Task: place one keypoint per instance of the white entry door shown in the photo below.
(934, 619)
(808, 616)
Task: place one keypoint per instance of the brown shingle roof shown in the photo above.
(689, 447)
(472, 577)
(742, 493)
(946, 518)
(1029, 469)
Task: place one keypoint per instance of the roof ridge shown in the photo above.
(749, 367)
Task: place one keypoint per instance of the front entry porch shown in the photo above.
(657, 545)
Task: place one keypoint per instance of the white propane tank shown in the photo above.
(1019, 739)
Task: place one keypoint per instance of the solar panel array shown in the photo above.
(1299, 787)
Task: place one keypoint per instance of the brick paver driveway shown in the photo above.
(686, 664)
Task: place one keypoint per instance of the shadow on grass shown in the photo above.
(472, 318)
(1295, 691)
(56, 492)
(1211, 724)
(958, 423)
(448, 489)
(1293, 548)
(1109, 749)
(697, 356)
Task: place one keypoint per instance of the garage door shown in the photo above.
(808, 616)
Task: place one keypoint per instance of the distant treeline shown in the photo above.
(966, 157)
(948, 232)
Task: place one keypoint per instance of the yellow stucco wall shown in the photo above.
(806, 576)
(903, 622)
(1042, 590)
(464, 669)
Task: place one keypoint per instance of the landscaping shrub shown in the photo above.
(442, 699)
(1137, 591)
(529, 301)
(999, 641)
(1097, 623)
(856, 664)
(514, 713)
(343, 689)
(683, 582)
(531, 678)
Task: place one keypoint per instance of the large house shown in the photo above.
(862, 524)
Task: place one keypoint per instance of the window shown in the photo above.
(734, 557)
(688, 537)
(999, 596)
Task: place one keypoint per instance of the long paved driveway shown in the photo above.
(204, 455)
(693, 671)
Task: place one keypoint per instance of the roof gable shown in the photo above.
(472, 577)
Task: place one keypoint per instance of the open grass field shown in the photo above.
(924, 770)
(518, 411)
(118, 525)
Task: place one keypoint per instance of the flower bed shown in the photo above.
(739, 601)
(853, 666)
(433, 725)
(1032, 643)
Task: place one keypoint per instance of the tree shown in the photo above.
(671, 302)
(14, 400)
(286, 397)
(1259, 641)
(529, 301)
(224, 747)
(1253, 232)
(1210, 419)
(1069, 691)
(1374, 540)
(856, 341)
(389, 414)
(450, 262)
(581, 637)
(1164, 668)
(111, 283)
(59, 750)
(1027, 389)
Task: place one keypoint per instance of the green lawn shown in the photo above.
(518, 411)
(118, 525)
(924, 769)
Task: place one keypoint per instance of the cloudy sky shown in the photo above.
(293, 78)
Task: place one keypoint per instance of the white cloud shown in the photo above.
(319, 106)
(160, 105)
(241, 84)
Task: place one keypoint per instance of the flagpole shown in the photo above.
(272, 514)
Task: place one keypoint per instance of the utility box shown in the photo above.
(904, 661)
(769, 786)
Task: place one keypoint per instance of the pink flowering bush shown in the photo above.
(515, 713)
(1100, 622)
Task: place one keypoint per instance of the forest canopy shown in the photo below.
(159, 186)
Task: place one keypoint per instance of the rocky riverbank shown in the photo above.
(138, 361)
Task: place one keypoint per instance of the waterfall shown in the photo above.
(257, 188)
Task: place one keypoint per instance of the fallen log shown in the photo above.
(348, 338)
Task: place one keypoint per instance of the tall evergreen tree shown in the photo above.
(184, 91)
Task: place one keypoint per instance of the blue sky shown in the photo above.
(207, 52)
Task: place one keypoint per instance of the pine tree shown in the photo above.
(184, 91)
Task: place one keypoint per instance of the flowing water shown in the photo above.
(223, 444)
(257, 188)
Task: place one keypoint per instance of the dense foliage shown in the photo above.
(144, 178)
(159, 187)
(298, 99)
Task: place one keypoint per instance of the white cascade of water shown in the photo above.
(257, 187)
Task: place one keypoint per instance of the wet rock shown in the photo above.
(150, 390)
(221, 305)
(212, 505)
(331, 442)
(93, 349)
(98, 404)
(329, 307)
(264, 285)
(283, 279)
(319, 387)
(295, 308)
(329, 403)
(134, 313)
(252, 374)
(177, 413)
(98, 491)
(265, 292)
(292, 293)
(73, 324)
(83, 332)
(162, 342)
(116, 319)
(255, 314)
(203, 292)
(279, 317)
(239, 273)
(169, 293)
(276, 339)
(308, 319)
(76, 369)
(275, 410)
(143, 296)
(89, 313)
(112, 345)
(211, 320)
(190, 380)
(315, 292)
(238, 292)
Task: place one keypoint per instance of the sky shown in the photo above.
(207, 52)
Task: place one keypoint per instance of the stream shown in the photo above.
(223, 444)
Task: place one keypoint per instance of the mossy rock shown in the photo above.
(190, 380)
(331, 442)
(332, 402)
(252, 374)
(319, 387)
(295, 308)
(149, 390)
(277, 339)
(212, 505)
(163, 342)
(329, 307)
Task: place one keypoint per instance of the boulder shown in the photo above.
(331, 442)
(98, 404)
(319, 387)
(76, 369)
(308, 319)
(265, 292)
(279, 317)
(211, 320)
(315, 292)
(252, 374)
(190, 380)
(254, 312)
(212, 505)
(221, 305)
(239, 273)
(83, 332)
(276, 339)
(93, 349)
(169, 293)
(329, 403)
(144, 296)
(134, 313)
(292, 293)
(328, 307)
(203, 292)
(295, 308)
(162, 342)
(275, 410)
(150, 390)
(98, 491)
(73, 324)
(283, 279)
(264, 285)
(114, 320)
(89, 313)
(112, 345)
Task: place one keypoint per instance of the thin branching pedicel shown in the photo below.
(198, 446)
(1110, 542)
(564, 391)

* * *

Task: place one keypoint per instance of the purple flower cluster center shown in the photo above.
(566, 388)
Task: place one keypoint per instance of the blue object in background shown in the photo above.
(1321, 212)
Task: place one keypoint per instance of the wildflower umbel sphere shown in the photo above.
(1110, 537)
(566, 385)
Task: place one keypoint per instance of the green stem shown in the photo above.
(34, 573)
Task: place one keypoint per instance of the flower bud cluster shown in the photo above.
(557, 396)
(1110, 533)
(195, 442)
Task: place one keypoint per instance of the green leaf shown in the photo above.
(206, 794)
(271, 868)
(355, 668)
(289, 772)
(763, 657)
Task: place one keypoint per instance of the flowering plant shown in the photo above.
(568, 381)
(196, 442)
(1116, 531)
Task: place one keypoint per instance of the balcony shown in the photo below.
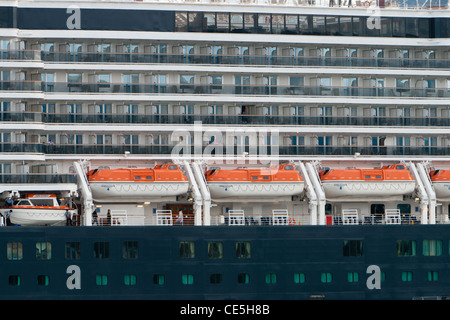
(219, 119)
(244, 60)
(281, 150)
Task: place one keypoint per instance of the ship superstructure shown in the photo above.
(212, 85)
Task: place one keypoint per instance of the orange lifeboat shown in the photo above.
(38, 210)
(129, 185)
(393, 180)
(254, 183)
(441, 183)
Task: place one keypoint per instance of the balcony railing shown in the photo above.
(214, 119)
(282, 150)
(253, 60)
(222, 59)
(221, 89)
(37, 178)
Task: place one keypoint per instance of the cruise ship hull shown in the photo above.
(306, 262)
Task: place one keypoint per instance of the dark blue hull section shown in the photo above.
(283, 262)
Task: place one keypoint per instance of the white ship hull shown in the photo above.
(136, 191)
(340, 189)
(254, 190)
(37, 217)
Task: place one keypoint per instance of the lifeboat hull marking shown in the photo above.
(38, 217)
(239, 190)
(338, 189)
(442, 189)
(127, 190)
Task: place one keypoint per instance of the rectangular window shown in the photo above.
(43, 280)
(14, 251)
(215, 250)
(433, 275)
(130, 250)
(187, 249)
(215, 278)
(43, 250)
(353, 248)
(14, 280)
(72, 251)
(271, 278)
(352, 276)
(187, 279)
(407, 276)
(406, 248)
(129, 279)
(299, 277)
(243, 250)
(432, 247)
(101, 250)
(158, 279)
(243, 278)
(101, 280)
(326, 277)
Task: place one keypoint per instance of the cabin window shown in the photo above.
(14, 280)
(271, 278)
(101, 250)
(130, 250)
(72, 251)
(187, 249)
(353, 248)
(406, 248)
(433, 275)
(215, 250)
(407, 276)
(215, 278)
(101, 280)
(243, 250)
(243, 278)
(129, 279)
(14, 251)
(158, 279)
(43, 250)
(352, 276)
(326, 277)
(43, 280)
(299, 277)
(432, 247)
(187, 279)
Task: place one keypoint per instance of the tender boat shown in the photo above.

* * *

What to work on
Above are the lines; repeat exactly the ones from the line containing "Task: place one keypoint per instance of the cabin" down to the line containing "Task: place one keypoint per instance of the tender", both inclusive.

Result of this exercise
Task: place one keypoint per instance of the cabin window shown in the photo above.
(14, 280)
(271, 278)
(101, 250)
(130, 250)
(72, 251)
(187, 249)
(353, 248)
(406, 248)
(433, 275)
(215, 250)
(407, 276)
(215, 278)
(101, 280)
(243, 250)
(243, 278)
(129, 279)
(14, 251)
(158, 279)
(43, 250)
(352, 276)
(326, 277)
(43, 280)
(299, 277)
(432, 247)
(187, 279)
Task: place one keypoint per instance of the tender boat shown in the photo above.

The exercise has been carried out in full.